教会の歴史を振り返り、教会の取ってきた反ユダヤ的な態度を悔い改め、置換神学のような間違った教えをなくそうとすることは聖書的に正しいことです。また、異邦人信者とユダヤ人信者の間の断絶を克服し、和解を実現しようというTJCIIの意図も十分理解できます。

MEMO

初期の教会に起きた異邦人とユダヤ人の断絶についての説明は、この記事の末尾にある「付録:ユダヤ人と異邦人の断絶」を参照してください。

ただ、TJCIIを評価する際に、TJCIIは単なるユダヤ人信者と異邦人信者の和解運動ではないという点にも目を向ける必要があります。また、TJCII設立の背景にある考え方についても注目すべきだと考えます。そのような視点でTJCIIを眺めると、TJCIIについて以下の5つの点を指摘することができます。
  1. TJCIIは単なる和解運動ではなく、エキュメニカル(教会一致)運動としての側面も併せ持っている。
  2. TJCII創立メンバーのダン・ジャスターは、ローマ・カトリック教会の教会統治モデル(使徒継承)を取り入れてエキュメニカル運動を推進しようとしている。

- _データセット抜粋_:
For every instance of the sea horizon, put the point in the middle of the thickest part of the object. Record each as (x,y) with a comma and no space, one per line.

- _記述課題_: TJCIIについての文章で、創立メンバーのダン・ジャスターがエキュメニカル運動を推進するために取り入れようとしているものを答えてください。

- _課題の出力_: ローマ・カトリック教会の教会統治モデル(使徒継承)です。